» Task to carry out:
Convert the rows below, from the line containing "the rock surface?" through the end of the rows, into a Markdown table with a Num column for the line number and a Text column for the line. Skip blank lines and leave out the pictures.

» Provided data:
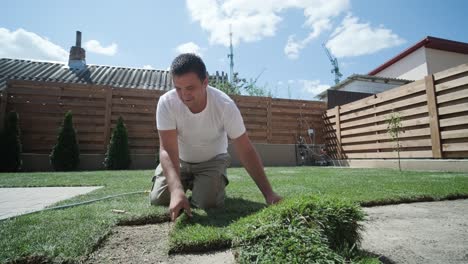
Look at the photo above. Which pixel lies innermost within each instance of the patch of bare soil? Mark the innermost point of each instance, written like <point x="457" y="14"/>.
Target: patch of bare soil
<point x="148" y="244"/>
<point x="432" y="232"/>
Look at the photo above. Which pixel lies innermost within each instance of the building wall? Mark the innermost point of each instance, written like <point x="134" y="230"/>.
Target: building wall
<point x="367" y="87"/>
<point x="411" y="67"/>
<point x="439" y="60"/>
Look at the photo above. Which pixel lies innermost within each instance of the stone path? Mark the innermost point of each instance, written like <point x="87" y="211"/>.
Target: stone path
<point x="17" y="201"/>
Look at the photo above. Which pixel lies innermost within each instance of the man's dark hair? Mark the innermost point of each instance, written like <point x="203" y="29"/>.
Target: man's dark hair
<point x="188" y="62"/>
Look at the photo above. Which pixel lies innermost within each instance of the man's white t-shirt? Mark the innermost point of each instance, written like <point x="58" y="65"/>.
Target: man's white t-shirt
<point x="203" y="135"/>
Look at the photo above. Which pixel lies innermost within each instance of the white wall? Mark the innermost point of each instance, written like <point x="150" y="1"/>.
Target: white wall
<point x="411" y="67"/>
<point x="367" y="87"/>
<point x="439" y="60"/>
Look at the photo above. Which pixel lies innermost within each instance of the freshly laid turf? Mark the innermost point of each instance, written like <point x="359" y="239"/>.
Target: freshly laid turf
<point x="305" y="229"/>
<point x="72" y="233"/>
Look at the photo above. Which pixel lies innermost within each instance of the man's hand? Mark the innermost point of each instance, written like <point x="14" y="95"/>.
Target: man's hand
<point x="273" y="198"/>
<point x="179" y="202"/>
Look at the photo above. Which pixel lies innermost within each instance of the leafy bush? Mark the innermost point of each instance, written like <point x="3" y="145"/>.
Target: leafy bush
<point x="65" y="154"/>
<point x="118" y="152"/>
<point x="304" y="230"/>
<point x="10" y="144"/>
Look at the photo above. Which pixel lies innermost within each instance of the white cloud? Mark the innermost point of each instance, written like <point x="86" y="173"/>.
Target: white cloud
<point x="96" y="47"/>
<point x="253" y="20"/>
<point x="23" y="44"/>
<point x="352" y="38"/>
<point x="189" y="47"/>
<point x="313" y="87"/>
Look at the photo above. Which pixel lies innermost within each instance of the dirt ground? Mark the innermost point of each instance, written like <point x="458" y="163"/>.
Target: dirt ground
<point x="149" y="244"/>
<point x="434" y="232"/>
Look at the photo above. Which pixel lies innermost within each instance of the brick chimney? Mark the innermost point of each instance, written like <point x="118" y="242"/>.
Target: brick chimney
<point x="77" y="59"/>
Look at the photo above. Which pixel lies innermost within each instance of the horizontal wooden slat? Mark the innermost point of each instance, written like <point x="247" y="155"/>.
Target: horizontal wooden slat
<point x="387" y="155"/>
<point x="385" y="107"/>
<point x="57" y="91"/>
<point x="452" y="84"/>
<point x="452" y="109"/>
<point x="450" y="72"/>
<point x="383" y="127"/>
<point x="370" y="120"/>
<point x="452" y="96"/>
<point x="389" y="145"/>
<point x="405" y="134"/>
<point x="454" y="121"/>
<point x="462" y="133"/>
<point x="391" y="94"/>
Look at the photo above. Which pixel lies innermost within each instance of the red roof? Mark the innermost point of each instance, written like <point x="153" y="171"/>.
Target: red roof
<point x="428" y="42"/>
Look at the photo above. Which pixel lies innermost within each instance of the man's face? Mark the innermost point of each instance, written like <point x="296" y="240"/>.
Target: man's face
<point x="191" y="90"/>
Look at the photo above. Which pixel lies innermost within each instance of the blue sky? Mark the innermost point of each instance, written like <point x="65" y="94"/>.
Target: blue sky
<point x="279" y="39"/>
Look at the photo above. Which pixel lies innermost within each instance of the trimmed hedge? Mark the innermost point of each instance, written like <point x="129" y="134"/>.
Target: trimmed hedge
<point x="65" y="155"/>
<point x="118" y="152"/>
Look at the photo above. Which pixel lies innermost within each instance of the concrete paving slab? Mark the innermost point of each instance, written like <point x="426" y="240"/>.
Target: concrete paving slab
<point x="18" y="201"/>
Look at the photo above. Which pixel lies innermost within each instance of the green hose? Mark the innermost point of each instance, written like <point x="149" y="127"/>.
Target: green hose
<point x="74" y="204"/>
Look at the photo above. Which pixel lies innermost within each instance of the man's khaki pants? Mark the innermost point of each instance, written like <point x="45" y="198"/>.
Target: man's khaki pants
<point x="207" y="180"/>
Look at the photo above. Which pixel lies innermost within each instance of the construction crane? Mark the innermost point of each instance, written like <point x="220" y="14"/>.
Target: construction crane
<point x="231" y="57"/>
<point x="334" y="62"/>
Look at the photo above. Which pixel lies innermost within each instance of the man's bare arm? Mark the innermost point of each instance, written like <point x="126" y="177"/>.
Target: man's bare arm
<point x="169" y="158"/>
<point x="253" y="164"/>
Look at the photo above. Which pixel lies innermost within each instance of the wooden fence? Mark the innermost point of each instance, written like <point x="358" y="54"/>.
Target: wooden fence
<point x="41" y="107"/>
<point x="434" y="118"/>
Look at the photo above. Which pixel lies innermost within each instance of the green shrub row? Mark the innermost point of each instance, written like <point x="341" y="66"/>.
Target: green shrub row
<point x="65" y="154"/>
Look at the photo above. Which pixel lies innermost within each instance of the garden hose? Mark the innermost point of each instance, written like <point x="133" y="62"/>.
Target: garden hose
<point x="77" y="204"/>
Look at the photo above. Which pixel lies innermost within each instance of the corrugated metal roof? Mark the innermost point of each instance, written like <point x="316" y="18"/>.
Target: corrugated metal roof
<point x="363" y="77"/>
<point x="119" y="77"/>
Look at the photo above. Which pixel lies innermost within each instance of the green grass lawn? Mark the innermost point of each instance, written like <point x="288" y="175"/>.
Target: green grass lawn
<point x="72" y="233"/>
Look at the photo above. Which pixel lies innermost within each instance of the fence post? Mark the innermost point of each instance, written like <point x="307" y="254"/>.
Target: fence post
<point x="107" y="117"/>
<point x="433" y="116"/>
<point x="338" y="132"/>
<point x="269" y="124"/>
<point x="3" y="103"/>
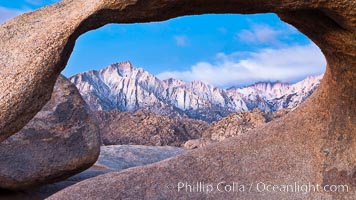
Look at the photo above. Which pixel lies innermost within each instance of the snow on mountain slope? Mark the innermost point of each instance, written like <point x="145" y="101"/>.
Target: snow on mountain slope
<point x="124" y="87"/>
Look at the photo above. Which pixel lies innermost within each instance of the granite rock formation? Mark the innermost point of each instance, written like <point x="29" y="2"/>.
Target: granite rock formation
<point x="111" y="158"/>
<point x="145" y="128"/>
<point x="239" y="123"/>
<point x="314" y="143"/>
<point x="60" y="141"/>
<point x="127" y="88"/>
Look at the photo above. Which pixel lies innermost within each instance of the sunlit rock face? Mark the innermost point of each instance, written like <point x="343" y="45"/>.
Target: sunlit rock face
<point x="126" y="88"/>
<point x="314" y="143"/>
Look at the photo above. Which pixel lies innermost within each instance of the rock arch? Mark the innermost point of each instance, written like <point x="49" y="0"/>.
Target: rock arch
<point x="316" y="142"/>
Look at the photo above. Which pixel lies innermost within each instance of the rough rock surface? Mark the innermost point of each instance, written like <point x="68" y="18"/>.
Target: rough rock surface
<point x="111" y="158"/>
<point x="314" y="143"/>
<point x="119" y="157"/>
<point x="234" y="125"/>
<point x="60" y="141"/>
<point x="127" y="88"/>
<point x="145" y="128"/>
<point x="239" y="123"/>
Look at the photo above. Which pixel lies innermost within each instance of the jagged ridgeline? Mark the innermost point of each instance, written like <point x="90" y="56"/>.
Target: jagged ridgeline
<point x="126" y="88"/>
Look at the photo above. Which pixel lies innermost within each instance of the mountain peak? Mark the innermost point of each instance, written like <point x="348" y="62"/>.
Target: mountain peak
<point x="124" y="87"/>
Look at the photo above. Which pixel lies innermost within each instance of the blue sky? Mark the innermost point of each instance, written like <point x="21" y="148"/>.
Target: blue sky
<point x="224" y="50"/>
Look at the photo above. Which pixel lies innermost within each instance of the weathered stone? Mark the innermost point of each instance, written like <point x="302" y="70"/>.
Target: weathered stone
<point x="311" y="144"/>
<point x="145" y="128"/>
<point x="111" y="158"/>
<point x="60" y="141"/>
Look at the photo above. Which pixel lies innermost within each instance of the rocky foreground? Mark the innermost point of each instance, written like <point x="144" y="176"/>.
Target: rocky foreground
<point x="111" y="158"/>
<point x="315" y="143"/>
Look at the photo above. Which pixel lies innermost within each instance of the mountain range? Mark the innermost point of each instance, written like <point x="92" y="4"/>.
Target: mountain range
<point x="127" y="88"/>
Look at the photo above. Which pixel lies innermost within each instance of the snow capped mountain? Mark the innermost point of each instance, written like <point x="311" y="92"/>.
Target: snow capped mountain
<point x="124" y="87"/>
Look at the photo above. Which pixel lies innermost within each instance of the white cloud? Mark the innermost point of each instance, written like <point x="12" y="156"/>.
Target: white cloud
<point x="181" y="40"/>
<point x="265" y="34"/>
<point x="287" y="64"/>
<point x="6" y="14"/>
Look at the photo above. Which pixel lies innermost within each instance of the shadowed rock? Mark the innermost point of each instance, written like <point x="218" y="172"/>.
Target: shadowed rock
<point x="60" y="141"/>
<point x="315" y="143"/>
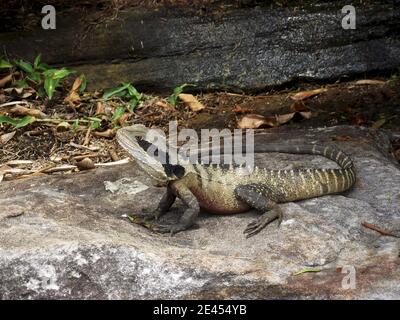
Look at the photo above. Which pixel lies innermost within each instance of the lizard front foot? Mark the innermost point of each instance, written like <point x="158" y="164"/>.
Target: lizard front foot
<point x="169" y="228"/>
<point x="261" y="222"/>
<point x="145" y="218"/>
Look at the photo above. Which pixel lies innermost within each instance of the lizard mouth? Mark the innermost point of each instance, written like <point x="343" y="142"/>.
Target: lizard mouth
<point x="132" y="139"/>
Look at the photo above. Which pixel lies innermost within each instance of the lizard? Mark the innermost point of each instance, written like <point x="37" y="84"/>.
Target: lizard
<point x="228" y="189"/>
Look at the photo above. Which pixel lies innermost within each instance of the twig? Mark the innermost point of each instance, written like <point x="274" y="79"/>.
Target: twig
<point x="12" y="103"/>
<point x="87" y="137"/>
<point x="378" y="229"/>
<point x="79" y="146"/>
<point x="114" y="163"/>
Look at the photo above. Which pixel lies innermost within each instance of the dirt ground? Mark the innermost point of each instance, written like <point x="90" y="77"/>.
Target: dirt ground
<point x="45" y="144"/>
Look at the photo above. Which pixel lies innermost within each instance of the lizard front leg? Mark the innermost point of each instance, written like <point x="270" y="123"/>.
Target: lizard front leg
<point x="189" y="216"/>
<point x="261" y="198"/>
<point x="165" y="203"/>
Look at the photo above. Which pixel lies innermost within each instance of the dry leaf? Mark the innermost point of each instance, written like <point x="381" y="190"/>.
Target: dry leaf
<point x="73" y="98"/>
<point x="307" y="94"/>
<point x="109" y="133"/>
<point x="341" y="138"/>
<point x="298" y="106"/>
<point x="85" y="164"/>
<point x="283" y="118"/>
<point x="306" y="114"/>
<point x="372" y="82"/>
<point x="240" y="109"/>
<point x="253" y="121"/>
<point x="164" y="105"/>
<point x="122" y="119"/>
<point x="191" y="102"/>
<point x="24" y="111"/>
<point x="5" y="80"/>
<point x="4" y="138"/>
<point x="77" y="83"/>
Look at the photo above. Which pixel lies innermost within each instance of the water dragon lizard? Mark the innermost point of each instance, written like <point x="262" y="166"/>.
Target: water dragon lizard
<point x="225" y="189"/>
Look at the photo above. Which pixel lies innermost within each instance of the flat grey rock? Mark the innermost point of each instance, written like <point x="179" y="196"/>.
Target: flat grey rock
<point x="66" y="237"/>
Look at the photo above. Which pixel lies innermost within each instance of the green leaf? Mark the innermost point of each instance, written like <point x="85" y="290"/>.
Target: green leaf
<point x="21" y="83"/>
<point x="50" y="86"/>
<point x="17" y="123"/>
<point x="83" y="86"/>
<point x="75" y="125"/>
<point x="4" y="64"/>
<point x="36" y="63"/>
<point x="24" y="66"/>
<point x="133" y="92"/>
<point x="112" y="92"/>
<point x="95" y="124"/>
<point x="132" y="104"/>
<point x="41" y="92"/>
<point x="118" y="113"/>
<point x="34" y="76"/>
<point x="43" y="67"/>
<point x="64" y="125"/>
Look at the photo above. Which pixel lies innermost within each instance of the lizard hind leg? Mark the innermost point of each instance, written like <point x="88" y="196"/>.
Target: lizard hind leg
<point x="259" y="197"/>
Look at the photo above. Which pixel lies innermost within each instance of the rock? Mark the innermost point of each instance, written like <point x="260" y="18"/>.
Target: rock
<point x="220" y="48"/>
<point x="64" y="236"/>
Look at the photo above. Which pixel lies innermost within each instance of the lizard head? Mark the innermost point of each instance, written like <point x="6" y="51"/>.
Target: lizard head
<point x="135" y="139"/>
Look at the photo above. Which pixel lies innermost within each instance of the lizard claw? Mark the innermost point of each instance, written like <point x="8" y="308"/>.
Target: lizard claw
<point x="261" y="222"/>
<point x="168" y="228"/>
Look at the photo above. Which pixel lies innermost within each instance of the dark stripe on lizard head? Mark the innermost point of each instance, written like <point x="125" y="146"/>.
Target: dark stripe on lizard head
<point x="171" y="170"/>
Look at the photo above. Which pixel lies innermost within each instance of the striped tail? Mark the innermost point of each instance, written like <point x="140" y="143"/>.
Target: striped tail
<point x="331" y="180"/>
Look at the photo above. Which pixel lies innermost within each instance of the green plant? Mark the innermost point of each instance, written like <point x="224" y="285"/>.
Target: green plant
<point x="45" y="78"/>
<point x="173" y="98"/>
<point x="125" y="90"/>
<point x="17" y="123"/>
<point x="5" y="64"/>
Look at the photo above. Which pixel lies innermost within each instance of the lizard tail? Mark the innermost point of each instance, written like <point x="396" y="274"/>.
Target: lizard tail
<point x="331" y="153"/>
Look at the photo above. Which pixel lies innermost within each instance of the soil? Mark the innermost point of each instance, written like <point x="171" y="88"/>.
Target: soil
<point x="376" y="105"/>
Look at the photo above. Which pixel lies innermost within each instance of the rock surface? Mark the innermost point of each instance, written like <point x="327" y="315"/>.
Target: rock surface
<point x="218" y="48"/>
<point x="64" y="237"/>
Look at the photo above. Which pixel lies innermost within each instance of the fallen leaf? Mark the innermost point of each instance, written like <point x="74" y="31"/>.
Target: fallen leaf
<point x="307" y="94"/>
<point x="85" y="164"/>
<point x="191" y="102"/>
<point x="164" y="105"/>
<point x="342" y="138"/>
<point x="24" y="111"/>
<point x="109" y="133"/>
<point x="77" y="83"/>
<point x="252" y="121"/>
<point x="4" y="138"/>
<point x="240" y="109"/>
<point x="298" y="106"/>
<point x="5" y="80"/>
<point x="306" y="114"/>
<point x="73" y="98"/>
<point x="283" y="118"/>
<point x="372" y="82"/>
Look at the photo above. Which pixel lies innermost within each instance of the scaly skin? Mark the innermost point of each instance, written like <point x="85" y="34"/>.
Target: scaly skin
<point x="228" y="190"/>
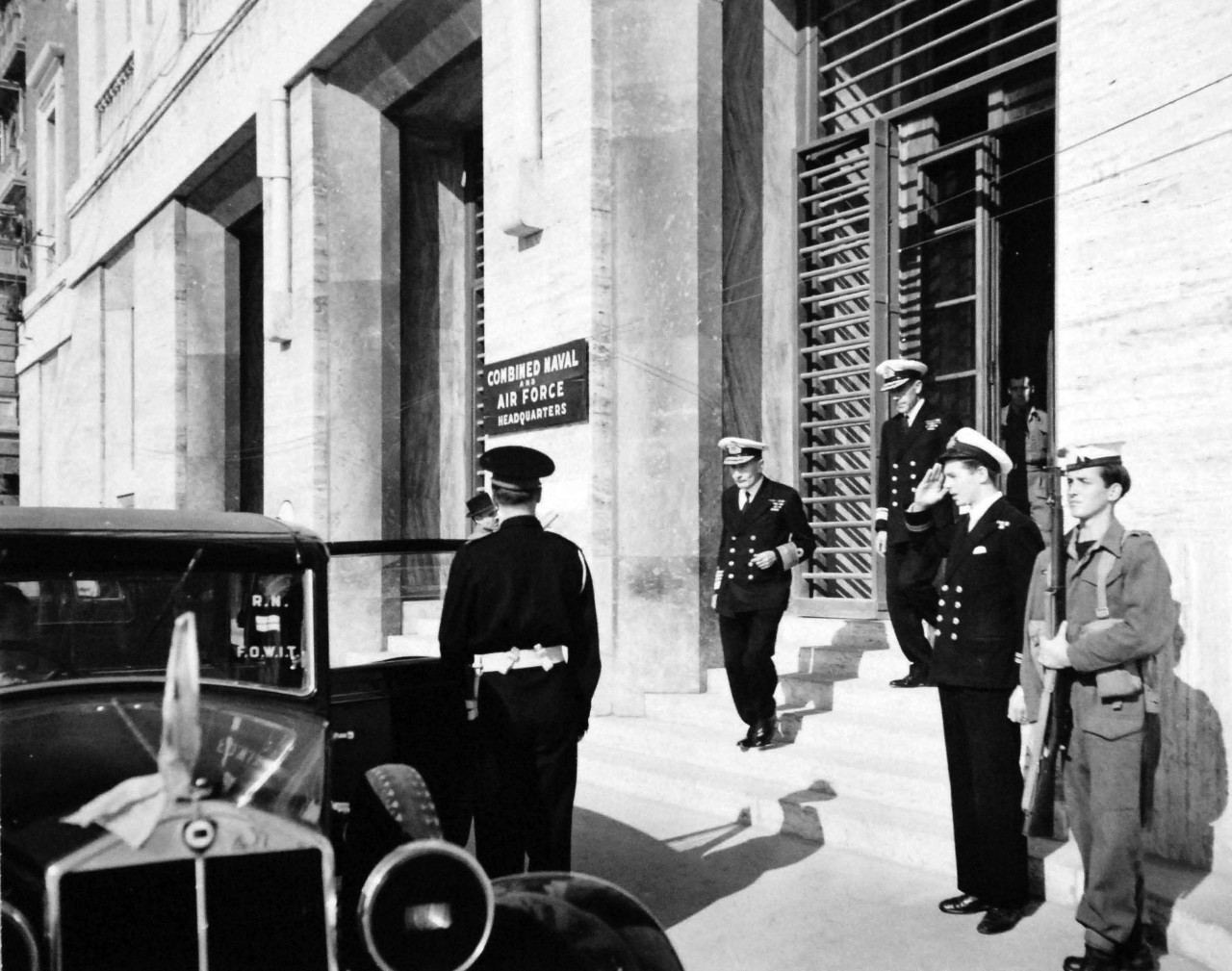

» Correct response:
| Num | Text |
|---|---|
| 1 | Look at the photo above. Which pixel lies innermost within each instance of the rock surface? Mark the innermost point of each instance, written like <point x="327" y="315"/>. |
| 2 | Target: rock surface |
| 3 | <point x="218" y="48"/> |
| 4 | <point x="64" y="237"/> |
| 5 | Look at the photo above. Which pixel lies innermost within each instance of the fallen leaf? Mark the innermost point of each instance, written like <point x="74" y="31"/>. |
| 6 | Target: fallen leaf |
| 7 | <point x="307" y="94"/> |
| 8 | <point x="85" y="164"/> |
| 9 | <point x="191" y="102"/> |
| 10 | <point x="164" y="105"/> |
| 11 | <point x="342" y="138"/> |
| 12 | <point x="24" y="111"/> |
| 13 | <point x="109" y="133"/> |
| 14 | <point x="77" y="83"/> |
| 15 | <point x="252" y="121"/> |
| 16 | <point x="4" y="138"/> |
| 17 | <point x="240" y="109"/> |
| 18 | <point x="298" y="106"/> |
| 19 | <point x="5" y="80"/> |
| 20 | <point x="306" y="114"/> |
| 21 | <point x="73" y="98"/> |
| 22 | <point x="283" y="118"/> |
| 23 | <point x="372" y="82"/> |
| 24 | Look at the photo above. Which pixel lies innermost within each instance of the scaly skin? Mark the innermost point of each instance, written like <point x="85" y="34"/>. |
| 25 | Target: scaly skin |
| 26 | <point x="228" y="190"/> |